▸ Supplied material
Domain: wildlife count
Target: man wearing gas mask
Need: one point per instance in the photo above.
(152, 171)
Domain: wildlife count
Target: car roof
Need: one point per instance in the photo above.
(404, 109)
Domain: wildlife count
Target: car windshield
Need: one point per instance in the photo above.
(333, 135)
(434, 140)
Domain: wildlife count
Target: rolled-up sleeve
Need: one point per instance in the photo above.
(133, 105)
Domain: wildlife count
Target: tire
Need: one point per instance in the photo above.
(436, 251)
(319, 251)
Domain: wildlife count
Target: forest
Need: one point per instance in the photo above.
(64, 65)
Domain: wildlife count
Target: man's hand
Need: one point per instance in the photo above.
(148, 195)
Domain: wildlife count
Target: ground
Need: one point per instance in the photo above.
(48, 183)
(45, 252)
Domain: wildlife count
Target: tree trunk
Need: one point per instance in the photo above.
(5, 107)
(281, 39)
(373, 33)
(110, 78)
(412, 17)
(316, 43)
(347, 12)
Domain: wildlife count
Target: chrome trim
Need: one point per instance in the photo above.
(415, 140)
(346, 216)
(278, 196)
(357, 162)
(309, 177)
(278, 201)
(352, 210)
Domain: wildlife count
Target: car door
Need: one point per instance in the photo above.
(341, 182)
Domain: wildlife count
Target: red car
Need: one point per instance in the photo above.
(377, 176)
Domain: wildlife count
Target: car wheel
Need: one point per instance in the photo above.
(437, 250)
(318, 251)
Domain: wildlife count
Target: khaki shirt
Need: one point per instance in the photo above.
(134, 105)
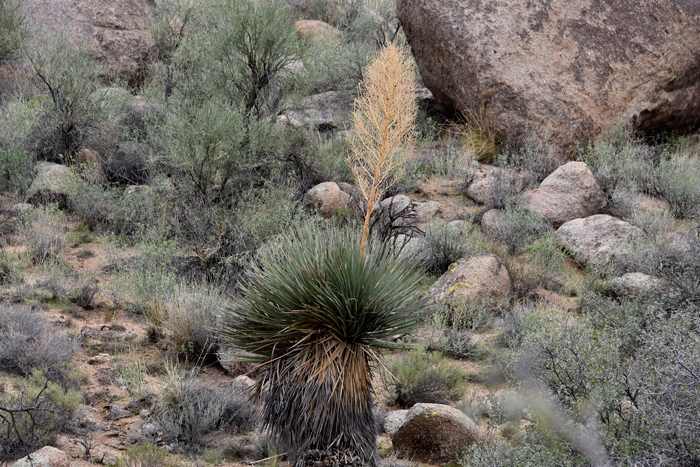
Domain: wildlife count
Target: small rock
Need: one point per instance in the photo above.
(20, 209)
(329, 199)
(45, 457)
(99, 359)
(230, 360)
(242, 383)
(597, 240)
(492, 221)
(479, 279)
(52, 184)
(150, 429)
(394, 420)
(117, 412)
(318, 30)
(460, 226)
(632, 283)
(426, 211)
(435, 434)
(325, 111)
(568, 193)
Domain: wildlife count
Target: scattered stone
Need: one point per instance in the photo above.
(597, 240)
(318, 30)
(230, 360)
(324, 112)
(329, 199)
(52, 184)
(493, 183)
(426, 211)
(117, 412)
(99, 359)
(117, 30)
(394, 420)
(150, 429)
(632, 283)
(20, 209)
(492, 221)
(478, 279)
(45, 457)
(435, 434)
(570, 192)
(576, 67)
(242, 383)
(460, 226)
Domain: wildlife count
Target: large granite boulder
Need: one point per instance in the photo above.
(479, 279)
(574, 66)
(435, 434)
(568, 193)
(118, 29)
(45, 457)
(598, 240)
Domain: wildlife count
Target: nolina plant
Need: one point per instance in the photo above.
(316, 312)
(383, 126)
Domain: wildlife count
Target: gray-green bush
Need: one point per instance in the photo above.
(417, 376)
(70, 77)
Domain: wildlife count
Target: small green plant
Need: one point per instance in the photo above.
(418, 376)
(33, 413)
(519, 227)
(677, 177)
(144, 455)
(51, 349)
(193, 319)
(17, 119)
(188, 409)
(442, 246)
(43, 233)
(13, 28)
(70, 76)
(315, 312)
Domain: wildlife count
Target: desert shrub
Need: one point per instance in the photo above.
(16, 160)
(70, 76)
(33, 413)
(218, 148)
(85, 294)
(144, 455)
(417, 376)
(442, 246)
(677, 178)
(42, 231)
(536, 155)
(503, 454)
(29, 342)
(137, 210)
(193, 315)
(351, 303)
(470, 314)
(454, 343)
(520, 227)
(13, 28)
(88, 197)
(188, 409)
(623, 166)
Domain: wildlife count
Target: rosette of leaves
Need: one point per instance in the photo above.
(315, 313)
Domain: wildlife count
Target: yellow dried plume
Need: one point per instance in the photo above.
(383, 126)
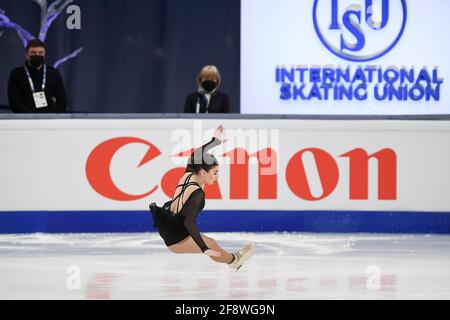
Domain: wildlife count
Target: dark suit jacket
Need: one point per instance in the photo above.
(21, 97)
(219, 103)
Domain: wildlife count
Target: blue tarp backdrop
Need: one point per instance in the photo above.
(138, 55)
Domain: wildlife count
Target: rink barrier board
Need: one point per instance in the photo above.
(229, 221)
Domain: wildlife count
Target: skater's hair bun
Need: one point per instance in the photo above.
(197, 162)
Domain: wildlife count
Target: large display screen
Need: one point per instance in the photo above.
(351, 57)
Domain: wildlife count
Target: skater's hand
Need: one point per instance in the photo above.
(212, 253)
(219, 134)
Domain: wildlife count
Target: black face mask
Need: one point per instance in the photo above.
(36, 61)
(209, 85)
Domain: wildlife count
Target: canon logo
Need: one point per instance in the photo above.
(295, 173)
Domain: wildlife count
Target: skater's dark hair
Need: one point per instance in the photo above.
(198, 161)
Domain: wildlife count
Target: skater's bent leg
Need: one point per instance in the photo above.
(225, 256)
(188, 245)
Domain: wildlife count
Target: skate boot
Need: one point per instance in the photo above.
(241, 256)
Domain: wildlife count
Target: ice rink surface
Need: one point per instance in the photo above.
(285, 266)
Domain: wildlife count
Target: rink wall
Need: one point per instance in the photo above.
(99, 173)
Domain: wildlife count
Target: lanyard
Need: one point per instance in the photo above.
(44, 79)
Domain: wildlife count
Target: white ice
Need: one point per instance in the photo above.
(285, 266)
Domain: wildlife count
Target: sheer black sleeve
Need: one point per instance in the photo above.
(190, 211)
(198, 153)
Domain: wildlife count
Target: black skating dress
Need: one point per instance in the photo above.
(175, 227)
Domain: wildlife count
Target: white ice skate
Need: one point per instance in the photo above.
(241, 256)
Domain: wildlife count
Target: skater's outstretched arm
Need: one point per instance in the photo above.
(216, 140)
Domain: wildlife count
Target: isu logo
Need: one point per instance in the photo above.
(359, 30)
(295, 174)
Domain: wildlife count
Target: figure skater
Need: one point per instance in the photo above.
(175, 220)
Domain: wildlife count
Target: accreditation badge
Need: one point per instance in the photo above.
(39, 100)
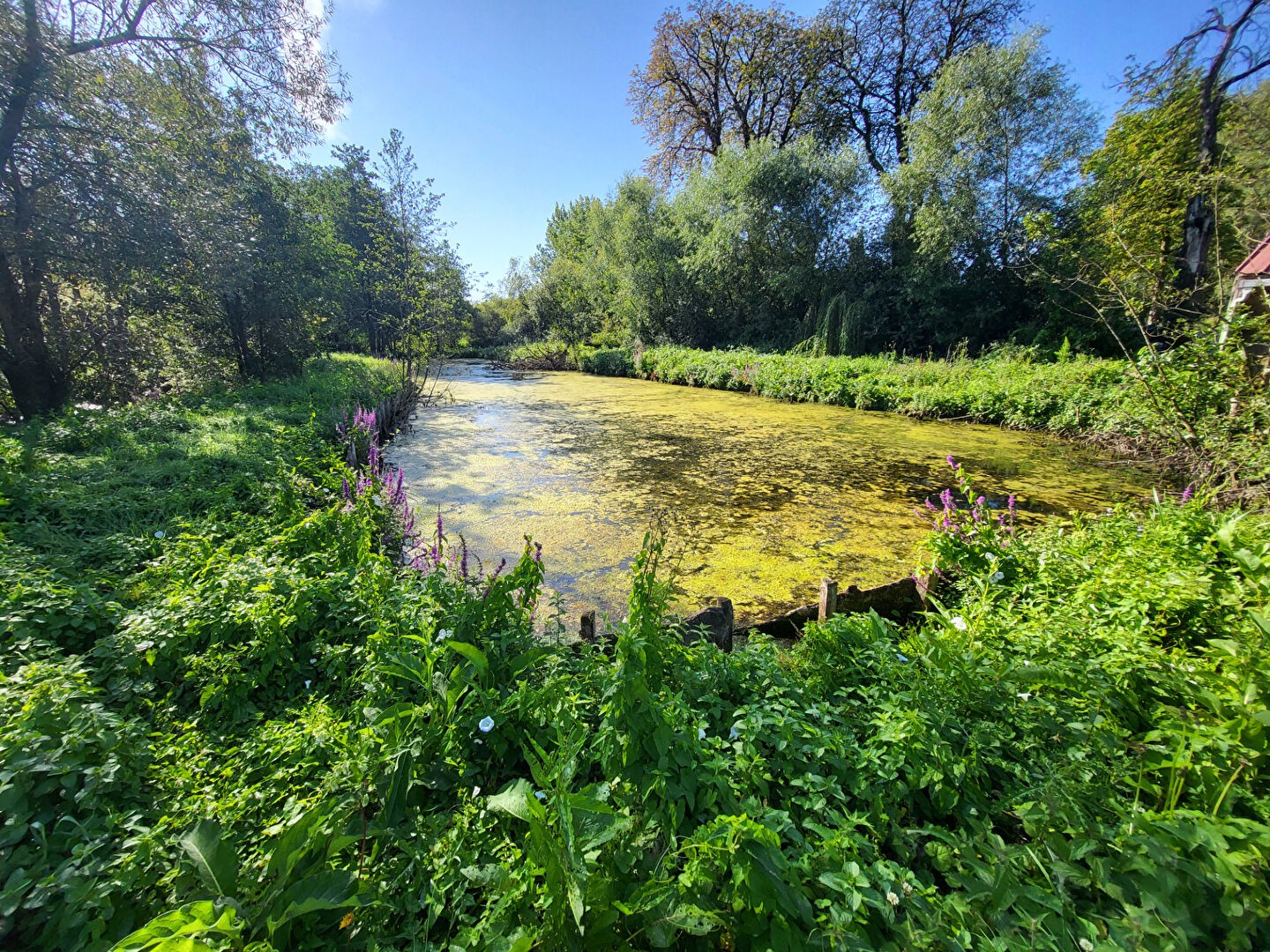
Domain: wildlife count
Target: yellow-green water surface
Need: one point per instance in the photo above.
(762, 499)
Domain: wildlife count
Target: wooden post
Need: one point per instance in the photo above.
(828, 599)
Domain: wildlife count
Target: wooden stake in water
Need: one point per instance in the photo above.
(828, 598)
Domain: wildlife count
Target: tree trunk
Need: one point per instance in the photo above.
(37, 383)
(1197, 236)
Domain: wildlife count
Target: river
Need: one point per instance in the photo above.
(759, 499)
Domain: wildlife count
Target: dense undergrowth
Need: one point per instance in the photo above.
(1081, 395)
(228, 704)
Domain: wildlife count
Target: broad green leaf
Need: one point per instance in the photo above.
(513, 799)
(399, 785)
(213, 859)
(335, 889)
(471, 652)
(291, 845)
(182, 928)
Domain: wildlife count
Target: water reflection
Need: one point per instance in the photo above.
(761, 499)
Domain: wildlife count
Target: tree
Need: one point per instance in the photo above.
(419, 279)
(1229, 48)
(996, 140)
(880, 56)
(79, 121)
(724, 74)
(762, 230)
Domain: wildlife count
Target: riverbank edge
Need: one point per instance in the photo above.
(1091, 398)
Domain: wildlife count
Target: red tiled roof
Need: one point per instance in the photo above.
(1258, 262)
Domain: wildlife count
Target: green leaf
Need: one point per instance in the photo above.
(292, 844)
(513, 799)
(181, 928)
(471, 652)
(335, 889)
(213, 859)
(399, 785)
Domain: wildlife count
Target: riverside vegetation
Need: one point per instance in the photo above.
(235, 718)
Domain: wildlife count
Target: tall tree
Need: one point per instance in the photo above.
(880, 56)
(997, 138)
(727, 72)
(1229, 48)
(70, 109)
(762, 230)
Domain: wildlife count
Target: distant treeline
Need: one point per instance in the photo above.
(905, 175)
(152, 230)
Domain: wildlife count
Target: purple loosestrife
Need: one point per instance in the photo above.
(502, 564)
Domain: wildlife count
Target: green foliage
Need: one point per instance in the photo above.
(996, 140)
(276, 733)
(1081, 395)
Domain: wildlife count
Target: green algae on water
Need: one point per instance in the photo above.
(761, 499)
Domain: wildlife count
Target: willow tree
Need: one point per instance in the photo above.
(93, 95)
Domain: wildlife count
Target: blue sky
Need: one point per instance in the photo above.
(516, 107)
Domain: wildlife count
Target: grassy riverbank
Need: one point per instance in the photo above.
(219, 684)
(1087, 397)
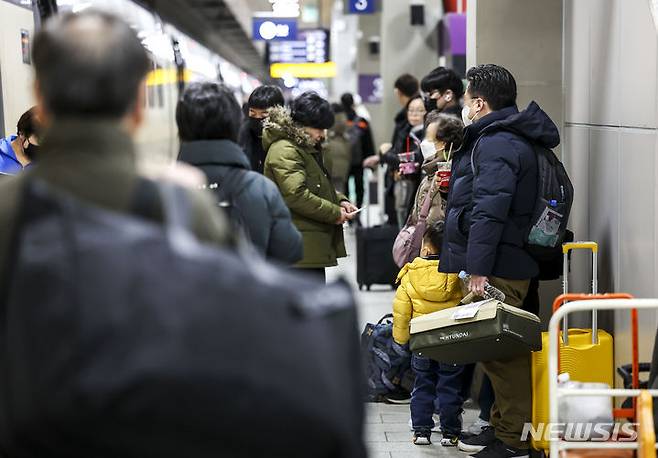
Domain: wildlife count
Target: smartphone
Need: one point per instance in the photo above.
(357, 211)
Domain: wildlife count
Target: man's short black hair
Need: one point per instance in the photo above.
(442, 79)
(407, 84)
(311, 110)
(264, 97)
(347, 100)
(27, 123)
(492, 83)
(434, 234)
(208, 111)
(89, 64)
(337, 108)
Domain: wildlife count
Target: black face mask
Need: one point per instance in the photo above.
(255, 126)
(430, 104)
(31, 151)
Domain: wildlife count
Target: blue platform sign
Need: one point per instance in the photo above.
(274, 29)
(361, 6)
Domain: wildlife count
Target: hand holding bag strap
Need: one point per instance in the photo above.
(427, 202)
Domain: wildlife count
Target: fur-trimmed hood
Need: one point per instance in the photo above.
(280, 126)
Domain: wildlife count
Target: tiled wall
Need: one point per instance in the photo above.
(610, 59)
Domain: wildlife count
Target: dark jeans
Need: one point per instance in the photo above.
(485, 395)
(357, 172)
(510, 378)
(486, 398)
(434, 380)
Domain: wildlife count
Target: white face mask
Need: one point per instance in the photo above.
(465, 116)
(465, 112)
(428, 149)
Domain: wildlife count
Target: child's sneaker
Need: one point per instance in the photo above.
(477, 427)
(437, 424)
(422, 438)
(449, 440)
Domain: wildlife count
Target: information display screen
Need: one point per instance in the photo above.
(312, 45)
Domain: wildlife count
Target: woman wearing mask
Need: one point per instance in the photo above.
(406, 158)
(295, 162)
(17, 151)
(250, 137)
(443, 135)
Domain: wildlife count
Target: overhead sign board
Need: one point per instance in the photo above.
(312, 45)
(306, 70)
(361, 6)
(273, 28)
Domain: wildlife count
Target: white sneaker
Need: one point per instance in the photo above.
(437, 424)
(477, 427)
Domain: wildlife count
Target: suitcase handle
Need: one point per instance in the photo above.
(572, 246)
(566, 247)
(564, 298)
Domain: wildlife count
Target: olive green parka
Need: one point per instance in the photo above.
(296, 166)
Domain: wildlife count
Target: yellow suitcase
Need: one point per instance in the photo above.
(587, 355)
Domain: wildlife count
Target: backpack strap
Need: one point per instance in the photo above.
(427, 202)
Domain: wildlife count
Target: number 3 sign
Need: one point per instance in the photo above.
(362, 6)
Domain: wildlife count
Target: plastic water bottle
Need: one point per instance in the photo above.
(490, 292)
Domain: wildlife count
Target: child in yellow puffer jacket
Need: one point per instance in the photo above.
(423, 289)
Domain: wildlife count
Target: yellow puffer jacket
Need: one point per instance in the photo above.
(423, 289)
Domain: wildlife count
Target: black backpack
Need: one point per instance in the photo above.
(354, 135)
(226, 193)
(388, 366)
(553, 203)
(548, 224)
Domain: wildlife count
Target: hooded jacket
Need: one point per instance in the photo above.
(491, 201)
(261, 207)
(422, 290)
(296, 166)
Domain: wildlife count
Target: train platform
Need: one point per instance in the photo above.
(387, 432)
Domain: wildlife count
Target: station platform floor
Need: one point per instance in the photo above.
(387, 432)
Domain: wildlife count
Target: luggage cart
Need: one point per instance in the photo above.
(646, 443)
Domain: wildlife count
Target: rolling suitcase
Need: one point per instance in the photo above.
(586, 354)
(481, 331)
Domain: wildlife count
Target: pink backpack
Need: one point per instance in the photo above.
(407, 244)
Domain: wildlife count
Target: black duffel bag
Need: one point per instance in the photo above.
(124, 338)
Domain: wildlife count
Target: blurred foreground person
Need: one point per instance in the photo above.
(90, 71)
(251, 133)
(295, 162)
(18, 151)
(124, 336)
(208, 119)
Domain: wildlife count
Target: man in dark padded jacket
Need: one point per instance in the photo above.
(492, 195)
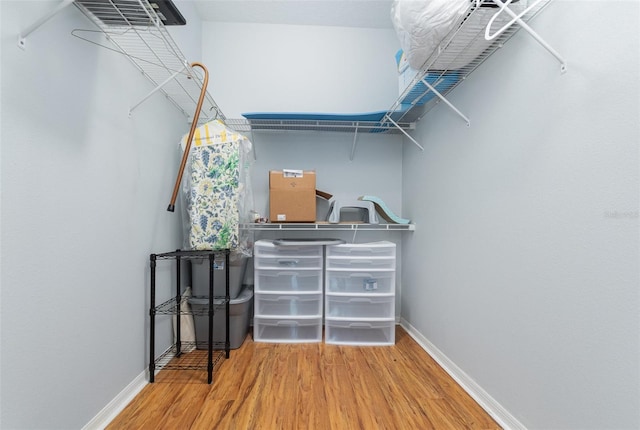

▸ Aim of the exercise
Pull out every line of the listing above that contains the word "roof", and copy each one as it appears.

▸ Result below
Target: car roof
Target: red tiled roof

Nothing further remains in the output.